Task details →
Every single entry below should be reproduced verbatim.
=== Given records ===
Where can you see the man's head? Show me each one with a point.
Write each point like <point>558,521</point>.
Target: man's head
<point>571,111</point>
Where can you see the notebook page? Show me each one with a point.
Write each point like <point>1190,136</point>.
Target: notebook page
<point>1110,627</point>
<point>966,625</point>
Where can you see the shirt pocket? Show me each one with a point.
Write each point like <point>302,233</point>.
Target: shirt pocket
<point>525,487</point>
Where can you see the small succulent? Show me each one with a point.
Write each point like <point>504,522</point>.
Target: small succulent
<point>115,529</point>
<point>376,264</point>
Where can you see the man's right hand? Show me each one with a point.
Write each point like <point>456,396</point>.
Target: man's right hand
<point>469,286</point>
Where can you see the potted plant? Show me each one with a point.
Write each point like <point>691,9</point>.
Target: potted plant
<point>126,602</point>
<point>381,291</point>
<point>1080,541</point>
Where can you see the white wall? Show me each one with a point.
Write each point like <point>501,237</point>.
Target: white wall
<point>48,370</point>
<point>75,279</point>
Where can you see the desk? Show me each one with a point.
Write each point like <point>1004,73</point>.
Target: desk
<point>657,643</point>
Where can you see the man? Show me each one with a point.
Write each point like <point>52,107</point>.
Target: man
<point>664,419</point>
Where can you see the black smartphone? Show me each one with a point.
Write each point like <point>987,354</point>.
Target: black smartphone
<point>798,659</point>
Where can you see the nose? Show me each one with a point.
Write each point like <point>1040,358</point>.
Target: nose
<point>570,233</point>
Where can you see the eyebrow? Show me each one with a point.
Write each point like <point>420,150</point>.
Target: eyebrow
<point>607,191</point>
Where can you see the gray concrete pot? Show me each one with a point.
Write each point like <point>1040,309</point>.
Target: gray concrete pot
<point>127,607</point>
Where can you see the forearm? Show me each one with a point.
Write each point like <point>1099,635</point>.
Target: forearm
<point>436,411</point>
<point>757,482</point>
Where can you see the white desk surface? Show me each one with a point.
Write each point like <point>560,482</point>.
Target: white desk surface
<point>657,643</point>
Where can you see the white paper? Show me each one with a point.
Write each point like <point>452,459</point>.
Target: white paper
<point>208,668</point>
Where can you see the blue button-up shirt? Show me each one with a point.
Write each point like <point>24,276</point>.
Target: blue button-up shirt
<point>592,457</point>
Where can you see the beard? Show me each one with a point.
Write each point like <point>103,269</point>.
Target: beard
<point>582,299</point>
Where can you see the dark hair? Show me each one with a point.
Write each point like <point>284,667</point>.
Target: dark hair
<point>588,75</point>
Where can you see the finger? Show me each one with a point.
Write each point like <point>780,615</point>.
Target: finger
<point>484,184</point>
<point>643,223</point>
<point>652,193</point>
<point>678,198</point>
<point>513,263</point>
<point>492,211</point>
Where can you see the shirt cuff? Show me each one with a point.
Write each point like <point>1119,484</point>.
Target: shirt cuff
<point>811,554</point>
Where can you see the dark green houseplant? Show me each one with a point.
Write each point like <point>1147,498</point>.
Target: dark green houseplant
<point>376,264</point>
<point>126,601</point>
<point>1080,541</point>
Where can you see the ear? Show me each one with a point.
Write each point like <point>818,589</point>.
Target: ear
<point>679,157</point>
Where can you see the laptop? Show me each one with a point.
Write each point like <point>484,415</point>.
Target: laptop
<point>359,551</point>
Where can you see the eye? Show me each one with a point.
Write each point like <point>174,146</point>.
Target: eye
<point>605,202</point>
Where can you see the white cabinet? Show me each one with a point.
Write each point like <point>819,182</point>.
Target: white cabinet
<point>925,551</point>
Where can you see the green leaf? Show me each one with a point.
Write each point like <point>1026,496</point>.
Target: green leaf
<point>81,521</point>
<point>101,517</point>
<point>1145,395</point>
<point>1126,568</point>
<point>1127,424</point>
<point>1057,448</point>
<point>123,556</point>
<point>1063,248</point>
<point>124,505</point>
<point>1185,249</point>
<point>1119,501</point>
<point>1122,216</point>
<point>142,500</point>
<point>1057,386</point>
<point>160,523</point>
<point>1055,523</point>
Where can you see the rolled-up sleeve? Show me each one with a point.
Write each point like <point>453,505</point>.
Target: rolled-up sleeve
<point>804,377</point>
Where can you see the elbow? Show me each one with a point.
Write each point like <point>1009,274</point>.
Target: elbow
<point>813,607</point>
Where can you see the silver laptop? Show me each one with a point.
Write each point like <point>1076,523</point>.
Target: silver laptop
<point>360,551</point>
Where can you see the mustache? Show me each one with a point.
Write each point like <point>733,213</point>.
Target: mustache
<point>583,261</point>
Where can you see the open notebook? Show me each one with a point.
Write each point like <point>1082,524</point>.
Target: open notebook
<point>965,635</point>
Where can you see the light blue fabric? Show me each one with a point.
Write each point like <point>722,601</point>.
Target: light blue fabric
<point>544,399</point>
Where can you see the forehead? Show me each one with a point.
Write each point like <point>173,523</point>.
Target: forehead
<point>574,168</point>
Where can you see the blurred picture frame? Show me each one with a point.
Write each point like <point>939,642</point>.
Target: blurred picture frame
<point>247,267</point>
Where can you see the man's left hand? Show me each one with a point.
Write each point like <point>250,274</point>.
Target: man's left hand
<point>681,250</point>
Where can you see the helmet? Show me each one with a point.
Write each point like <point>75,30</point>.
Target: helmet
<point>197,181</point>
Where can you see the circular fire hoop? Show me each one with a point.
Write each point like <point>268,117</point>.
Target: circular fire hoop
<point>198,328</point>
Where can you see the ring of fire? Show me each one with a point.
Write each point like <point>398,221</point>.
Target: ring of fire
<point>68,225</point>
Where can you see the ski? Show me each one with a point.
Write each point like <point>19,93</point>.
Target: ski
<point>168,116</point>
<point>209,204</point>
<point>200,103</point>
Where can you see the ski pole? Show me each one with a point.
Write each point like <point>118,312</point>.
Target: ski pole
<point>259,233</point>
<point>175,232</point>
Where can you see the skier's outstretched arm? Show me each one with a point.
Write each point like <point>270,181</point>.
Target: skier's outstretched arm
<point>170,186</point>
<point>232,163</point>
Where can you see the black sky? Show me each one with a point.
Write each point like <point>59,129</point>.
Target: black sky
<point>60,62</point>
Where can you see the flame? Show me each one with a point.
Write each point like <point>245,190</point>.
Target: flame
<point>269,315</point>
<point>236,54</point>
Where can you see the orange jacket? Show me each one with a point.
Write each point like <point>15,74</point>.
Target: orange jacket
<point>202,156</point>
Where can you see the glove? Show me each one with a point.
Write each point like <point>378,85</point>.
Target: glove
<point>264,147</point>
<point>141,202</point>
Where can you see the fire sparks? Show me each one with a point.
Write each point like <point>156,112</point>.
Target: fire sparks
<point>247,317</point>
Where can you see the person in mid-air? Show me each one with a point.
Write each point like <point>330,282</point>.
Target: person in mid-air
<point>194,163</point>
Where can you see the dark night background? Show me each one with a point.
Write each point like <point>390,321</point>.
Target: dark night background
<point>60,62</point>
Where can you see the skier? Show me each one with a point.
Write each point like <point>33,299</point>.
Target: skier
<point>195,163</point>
===
Task response →
Where can you see the man's head? Show me each one with a point.
Write each point like <point>558,521</point>.
Target: man's head
<point>571,111</point>
Where can you see the notebook page? Show me each one with a point.
Write each point like <point>1190,136</point>.
Target: notebook page
<point>1110,627</point>
<point>966,625</point>
Where can you see the shirt pocket? Show me each one with a point.
Write each point like <point>302,233</point>.
Target: shirt pocket
<point>525,487</point>
Where can you see the small succulent? Show me each one with a point.
Write each point like <point>504,522</point>.
Target: small succulent
<point>115,529</point>
<point>376,264</point>
Where can you see the man's right hand? Show me each one with a point.
Write each point like <point>456,396</point>.
Target: man's right hand
<point>469,286</point>
Where can you see the potted plant? Show me each one with a point.
Write each point like <point>691,9</point>.
Target: potted plant
<point>126,602</point>
<point>381,291</point>
<point>1080,541</point>
Where can you see the white wall? Show me each one with a point.
Write each point like <point>501,237</point>.
Target: white wall
<point>48,370</point>
<point>75,279</point>
Where can you see the desk? Show me each one with a point.
Write each point like <point>1004,73</point>.
Target: desk
<point>657,643</point>
Where can you see the man? Show me each one with a point.
Write each point like <point>52,107</point>.
Target: man
<point>664,419</point>
Where can you see the black smartphone? Show me each one with a point.
Write each point like <point>987,354</point>.
Target: black smartphone
<point>798,659</point>
Where can you see the nose? Show me each one with a point.
Write each point like <point>1040,358</point>.
Target: nose
<point>570,233</point>
Where can you see the eyebrow? Show me each one with a point.
Write each point like <point>420,150</point>.
Target: eyebrow
<point>607,191</point>
Where can you see the gray concrete pot? Show me each one with a point.
Write each point like <point>1040,309</point>.
Target: gray concrete pot
<point>127,607</point>
Where can you see the forearm? Show me each one with a point.
Write each point like <point>1099,635</point>.
Target: forearm
<point>436,411</point>
<point>757,482</point>
Where can you see the white desk surface? Show me each one with a point.
Write each point like <point>560,482</point>.
Target: white desk surface
<point>657,643</point>
Where can you see the white paper? Show me each one with a point.
Write each point like <point>452,459</point>.
Target: white paper
<point>208,668</point>
Where can you see the blue button-up shirt? Show me each one with a point.
Write each point like <point>24,276</point>.
Target: blue button-up shirt
<point>592,457</point>
Where can you see the beard? Show me each one with a point.
Write each point like <point>103,269</point>.
Target: beard
<point>582,299</point>
Where can you see the dark hair? Show me each one with a point.
Write each point like <point>284,667</point>.
Target: dark hair
<point>588,75</point>
Where can you see the finger? Show me each one with a point.
Write each point like <point>780,615</point>.
Target: finger
<point>484,184</point>
<point>643,223</point>
<point>652,193</point>
<point>678,198</point>
<point>513,263</point>
<point>492,211</point>
Where can you see the shirt cuff? Show me each one with a point.
Write each point like <point>1119,484</point>.
Target: shirt cuff
<point>811,554</point>
Where can you see the dark green houseplant? Show me each one with a point.
Write each point like <point>1147,498</point>.
Target: dark green houseplant
<point>376,264</point>
<point>126,601</point>
<point>1080,541</point>
Where can you see the ear? Show me each one with a point.
Write each point like <point>818,589</point>.
Target: ear
<point>679,157</point>
Where can you see the laptop? Show me each one with a point.
Write each point like <point>484,415</point>.
Target: laptop
<point>359,551</point>
Where can you see the eye? Show me each one with a point.
Write each point like <point>174,146</point>.
Target: eye
<point>605,202</point>
Where can you see the white cabinet? Show me each one with a point.
Write each point like <point>819,182</point>.
Target: white cabinet
<point>925,551</point>
Where can you see the green leaf? Show me each one with a point.
Write each point like <point>1026,496</point>.
Target: green leaf
<point>81,521</point>
<point>101,517</point>
<point>1145,395</point>
<point>1126,568</point>
<point>1127,424</point>
<point>1057,448</point>
<point>123,556</point>
<point>1063,248</point>
<point>124,505</point>
<point>1185,249</point>
<point>1119,501</point>
<point>1122,216</point>
<point>142,500</point>
<point>1057,386</point>
<point>160,523</point>
<point>1055,523</point>
Where can you see the rolled-up sleeve? Show me each one with a point.
Write each point like <point>453,505</point>.
Target: rolled-up sleeve
<point>804,377</point>
Where can you see the elbow? Show me each one with a point.
Write each point like <point>1009,274</point>.
Target: elbow
<point>813,607</point>
Where can you see the silver laptop? Show me each one with a point.
Write each point like <point>1076,523</point>.
Target: silver laptop
<point>360,551</point>
Where can you see the mustache? Show me each one with a point.
Write each point like <point>733,213</point>.
Target: mustache
<point>583,261</point>
Where can you see the open notebook? Show me each one with a point.
Write each point like <point>1082,524</point>.
Target: open notebook
<point>965,635</point>
Where can you see the light blue fabric? Show me each one with a point.
Write each point like <point>722,601</point>.
Target: light blue fabric
<point>544,399</point>
Where can you see the forehead? Show me each one with a point.
Write each point like <point>173,523</point>.
Target: forehead
<point>574,168</point>
Where can you see the blurred picture frame? Show me each one with a point.
Write each point like <point>939,642</point>.
Target: blurred picture frame
<point>247,267</point>
Where can you see the man's left hand? Show me each one with a point.
Write each point like <point>250,274</point>.
Target: man's left hand
<point>681,250</point>
Where can you see the helmet? Show me each one with a point.
Write each point like <point>75,30</point>.
Target: helmet
<point>197,181</point>
Where can you see the circular fire hoop? Show me each one with a point.
Write each point like <point>268,117</point>.
Target: circular fire hoop
<point>198,328</point>
Where can you see the ring of fire? Show me each one with a point.
Write each point like <point>398,221</point>.
Target: ring of fire
<point>68,225</point>
Where can you see the ski? Show me each one with a point.
Write each point like <point>19,93</point>.
Target: ski
<point>168,116</point>
<point>209,204</point>
<point>200,103</point>
Where can you see the ski pole? Show me each one with a point.
Write each point like <point>118,312</point>.
Target: ski pole
<point>259,233</point>
<point>175,232</point>
Where can you see the skier's outstretched arm? Show me each one with a point.
Write each point like <point>270,181</point>.
Target: skier's outstretched arm
<point>170,186</point>
<point>232,163</point>
Where can you see the black sky? Show me each one with a point.
Write each point like <point>59,129</point>.
Target: black sky
<point>60,62</point>
Where can you see the flame? Show me each one with a point.
Write each point like <point>245,190</point>.
Target: flame
<point>269,315</point>
<point>236,54</point>
Where can you see the orange jacket? Show me each one with a point.
Write each point like <point>15,74</point>.
Target: orange jacket
<point>202,156</point>
Where can you see the glove? Show me each one with a point.
Write each point like <point>378,85</point>.
Target: glove
<point>264,147</point>
<point>141,202</point>
Where can you see the fire sparks? Show me each one with a point.
Write each point like <point>156,112</point>.
Target: fire sparks
<point>247,317</point>
Where can you see the person in mid-air? Show me each one with a point.
Write each point like <point>330,282</point>.
Target: person in mid-air
<point>194,163</point>
Where can you see the dark night background? Show me each one with a point.
Write each point like <point>390,321</point>.
Target: dark night background
<point>60,62</point>
Where can you see the skier? Show me each one with a point.
Write each point like <point>33,299</point>.
Target: skier
<point>195,163</point>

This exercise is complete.